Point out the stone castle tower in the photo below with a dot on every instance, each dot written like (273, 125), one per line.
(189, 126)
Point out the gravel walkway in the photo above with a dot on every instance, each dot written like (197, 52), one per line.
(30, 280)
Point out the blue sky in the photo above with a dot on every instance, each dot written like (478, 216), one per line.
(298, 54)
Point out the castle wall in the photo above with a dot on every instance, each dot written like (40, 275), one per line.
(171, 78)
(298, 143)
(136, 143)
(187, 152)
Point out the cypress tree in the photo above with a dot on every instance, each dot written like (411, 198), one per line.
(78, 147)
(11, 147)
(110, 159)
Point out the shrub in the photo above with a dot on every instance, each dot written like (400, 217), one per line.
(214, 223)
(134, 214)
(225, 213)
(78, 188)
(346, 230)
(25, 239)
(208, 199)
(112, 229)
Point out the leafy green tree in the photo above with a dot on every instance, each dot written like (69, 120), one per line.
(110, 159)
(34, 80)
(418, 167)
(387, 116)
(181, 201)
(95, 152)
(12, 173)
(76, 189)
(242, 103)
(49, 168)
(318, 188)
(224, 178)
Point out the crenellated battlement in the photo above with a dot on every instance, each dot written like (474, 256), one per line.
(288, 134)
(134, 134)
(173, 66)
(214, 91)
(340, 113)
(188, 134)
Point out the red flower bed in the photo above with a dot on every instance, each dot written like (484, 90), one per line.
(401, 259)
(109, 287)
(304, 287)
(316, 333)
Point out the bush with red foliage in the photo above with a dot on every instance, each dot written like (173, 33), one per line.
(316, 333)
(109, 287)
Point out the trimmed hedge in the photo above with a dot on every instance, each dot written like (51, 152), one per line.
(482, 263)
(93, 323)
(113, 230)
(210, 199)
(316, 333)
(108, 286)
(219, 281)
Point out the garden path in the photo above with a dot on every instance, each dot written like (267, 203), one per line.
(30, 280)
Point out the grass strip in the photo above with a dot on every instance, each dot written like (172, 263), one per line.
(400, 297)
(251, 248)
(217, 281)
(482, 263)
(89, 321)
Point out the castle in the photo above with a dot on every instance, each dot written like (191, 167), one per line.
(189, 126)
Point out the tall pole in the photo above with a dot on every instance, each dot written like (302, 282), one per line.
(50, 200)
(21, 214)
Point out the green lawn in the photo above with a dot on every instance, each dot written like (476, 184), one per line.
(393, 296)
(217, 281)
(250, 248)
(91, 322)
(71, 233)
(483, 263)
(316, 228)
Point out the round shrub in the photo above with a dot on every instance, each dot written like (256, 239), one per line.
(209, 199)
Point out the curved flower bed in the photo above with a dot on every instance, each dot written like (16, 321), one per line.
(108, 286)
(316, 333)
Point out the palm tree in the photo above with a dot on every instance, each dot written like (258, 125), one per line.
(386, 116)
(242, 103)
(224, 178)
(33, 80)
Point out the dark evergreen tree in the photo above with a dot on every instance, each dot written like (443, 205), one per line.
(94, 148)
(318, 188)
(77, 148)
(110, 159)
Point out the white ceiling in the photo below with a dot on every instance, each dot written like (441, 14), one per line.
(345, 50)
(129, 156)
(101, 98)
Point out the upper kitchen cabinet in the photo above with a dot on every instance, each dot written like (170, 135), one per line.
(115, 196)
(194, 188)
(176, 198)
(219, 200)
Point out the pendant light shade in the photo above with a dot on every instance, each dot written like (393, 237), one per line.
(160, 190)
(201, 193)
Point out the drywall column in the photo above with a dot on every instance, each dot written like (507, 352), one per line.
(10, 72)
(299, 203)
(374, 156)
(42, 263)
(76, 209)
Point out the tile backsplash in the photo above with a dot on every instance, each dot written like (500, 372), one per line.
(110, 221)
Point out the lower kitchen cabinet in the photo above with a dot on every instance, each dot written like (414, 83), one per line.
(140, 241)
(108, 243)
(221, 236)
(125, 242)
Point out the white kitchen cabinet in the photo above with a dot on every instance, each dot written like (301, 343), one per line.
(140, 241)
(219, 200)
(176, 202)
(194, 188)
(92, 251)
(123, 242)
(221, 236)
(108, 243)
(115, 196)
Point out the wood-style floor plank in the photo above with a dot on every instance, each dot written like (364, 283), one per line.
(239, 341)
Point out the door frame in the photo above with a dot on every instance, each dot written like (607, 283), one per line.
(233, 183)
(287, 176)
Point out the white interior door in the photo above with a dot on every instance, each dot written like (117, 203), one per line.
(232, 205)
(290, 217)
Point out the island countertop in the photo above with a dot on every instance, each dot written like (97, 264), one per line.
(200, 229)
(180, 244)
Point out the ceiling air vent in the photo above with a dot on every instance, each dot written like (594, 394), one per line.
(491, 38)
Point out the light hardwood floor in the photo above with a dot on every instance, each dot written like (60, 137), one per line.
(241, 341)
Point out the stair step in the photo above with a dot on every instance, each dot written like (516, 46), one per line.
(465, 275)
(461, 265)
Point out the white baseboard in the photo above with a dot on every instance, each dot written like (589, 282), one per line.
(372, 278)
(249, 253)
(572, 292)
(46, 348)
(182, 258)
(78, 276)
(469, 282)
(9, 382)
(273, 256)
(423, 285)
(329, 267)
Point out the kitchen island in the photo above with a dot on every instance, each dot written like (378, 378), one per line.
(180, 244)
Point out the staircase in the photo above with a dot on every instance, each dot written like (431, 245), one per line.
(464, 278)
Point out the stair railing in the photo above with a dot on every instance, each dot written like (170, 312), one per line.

┄┄┄┄┄┄┄┄┄┄┄┄┄┄┄┄┄┄┄┄

- **EXERCISE INSTRUCTIONS**:
Show the data once more, exactly as it was written.

- **SOLUTION BELOW**:
Point out the stone castle tower in the photo below with a dot on every instance, each dot written like (273, 125), one per line.
(189, 126)
Point out the gravel walkway in the photo above with a dot on every instance, each dot written like (197, 52), one per line.
(30, 280)
Point out the blue sky in the photo above with a dot on every instance, each dot written like (478, 216), one per line.
(298, 54)
Point out the castle wall in the photo above with a dot on every instance, each dot written like (40, 275), one per line.
(171, 78)
(298, 143)
(136, 143)
(187, 152)
Point out the cypress tree in the photo above with a dot on every instance, each dot written like (411, 198), one per line.
(78, 147)
(11, 147)
(110, 159)
Point out the shrub in the photo above with a dot on every instance, each dot written like (400, 217), one per line.
(214, 223)
(134, 214)
(225, 213)
(78, 188)
(346, 230)
(25, 239)
(208, 199)
(112, 229)
Point out the leafy green tree in the photo above with a dot on every instance, each dot written like (69, 120), one per line.
(110, 159)
(34, 80)
(418, 167)
(387, 116)
(181, 201)
(95, 152)
(12, 173)
(76, 189)
(242, 103)
(49, 168)
(318, 188)
(224, 178)
Point out the crenellated battlement in the photo above with a dot on every instance, each dot written like (474, 256), one per line.
(288, 134)
(134, 134)
(173, 66)
(214, 91)
(340, 113)
(188, 134)
Point out the red flower bed in the photo above with a dot on every instance, each dot written like (484, 90), one per line.
(401, 259)
(109, 287)
(304, 287)
(316, 333)
Point out the bush with red foliage in the photo above with a dot on every instance, each dot written like (173, 33), one per line.
(316, 333)
(109, 287)
Point out the trimmed hedge in the photo above with a dot on every instance, each dot written like (51, 152), one per line.
(482, 263)
(93, 323)
(113, 230)
(210, 199)
(316, 333)
(108, 286)
(219, 281)
Point out the garden path in the photo above with a dot on every instance, each dot written like (267, 203), one per line.
(30, 280)
Point out the grass strip in the photo above with a dot on every instance, each dot written like (172, 263), one per line.
(400, 297)
(251, 248)
(217, 281)
(482, 263)
(89, 321)
Point out the castle in the photo above with a dot on every instance, each dot written like (191, 167), one per line.
(189, 126)
Point out the tall pole in the photo above with a dot on every instance, each dot written like (302, 282), one per line.
(50, 200)
(21, 214)
Point out the green lawn in the photo above with a dot on every instance, each dot written like (476, 184), one per line.
(393, 296)
(217, 281)
(250, 248)
(91, 322)
(71, 233)
(483, 263)
(316, 228)
Point out the round shrub in the photo above with a dot on every instance, each dot written like (256, 239), one per line.
(209, 199)
Point out the curved flower bed in the photo above with a dot on every instance, each dot written like (16, 321), one per line.
(108, 286)
(316, 333)
Point out the palm tree in the photo above with a dot on every instance, each dot written like (258, 125), one per line.
(386, 116)
(242, 103)
(224, 178)
(33, 80)
Point out the dark evergreen tree in the photo above with a dot on every instance, each dot written like (443, 205), one per line.
(94, 148)
(318, 188)
(77, 148)
(110, 159)
Point out the white ceiling in the photo below with a dot on every instance, each dot written like (441, 14), one per line.
(345, 50)
(129, 156)
(101, 98)
Point out the upper kitchen cabinet in the photo above with a dot on every instance, each dot written like (170, 135), one per line.
(115, 196)
(194, 188)
(176, 198)
(219, 200)
Point out the pendant light shade in the photo above with a dot on every instance, each dot written like (393, 237), one per line.
(160, 190)
(201, 193)
Point out the drywall column in the photo above with a dot on every instance, each dot written like (507, 352), one per line.
(10, 72)
(299, 203)
(374, 156)
(42, 263)
(76, 209)
Point out the tile backsplash in the photo above with a dot on every instance, each dot written like (500, 372), one per line.
(110, 221)
Point out the lower kitchen cabinet in the photo above with a dot on every instance, each dot written like (414, 83), one per line.
(140, 241)
(108, 243)
(221, 236)
(125, 242)
Point out the white kitchen cabinet in the photo above with a dot on every instance, each dot written like (301, 343), one per line.
(140, 241)
(219, 200)
(176, 202)
(194, 188)
(92, 251)
(123, 242)
(221, 236)
(108, 243)
(115, 196)
Point out the wood-style floor plank in the photo above with a dot on every instance, each dot written like (364, 283), one per line.
(239, 341)
Point out the door frame in the photo above with a dot on every instance, each dot written like (607, 283), one per line.
(233, 183)
(287, 176)
Point out the white interior door in the photo above with a dot on every instance, each dot written like (117, 203), one per line.
(232, 205)
(290, 217)
Point out the island countertop in the photo above with a dot on every instance, each dot written like (97, 264), one per line.
(200, 229)
(180, 244)
Point out the ceiling air vent in the photo above with a dot on every instance, each dot written like (594, 394), one per line.
(491, 38)
Point out the light hardwood floor in the photo above with a dot on every instance, each dot written like (60, 137), one per line.
(241, 341)
Point out the stair step in the photo above with a dot on every instance, each dot written like (516, 46), one per line.
(465, 275)
(461, 265)
Point out the white baseboard in the photo above with a dot on every instance, each dot written like (589, 282), one per line.
(372, 278)
(249, 253)
(572, 292)
(46, 348)
(182, 258)
(78, 276)
(469, 282)
(9, 382)
(273, 256)
(423, 285)
(329, 267)
Point out the kitchen island in the photo above with a dot on every instance, each dot written like (378, 378), one per line.
(180, 244)
Point out the staircase in the photo above with a dot on every instance, each dot written like (431, 245), one per line.
(464, 278)
Point out the stair railing in the photo above with a dot on every instance, each dot written like (170, 312), one per line.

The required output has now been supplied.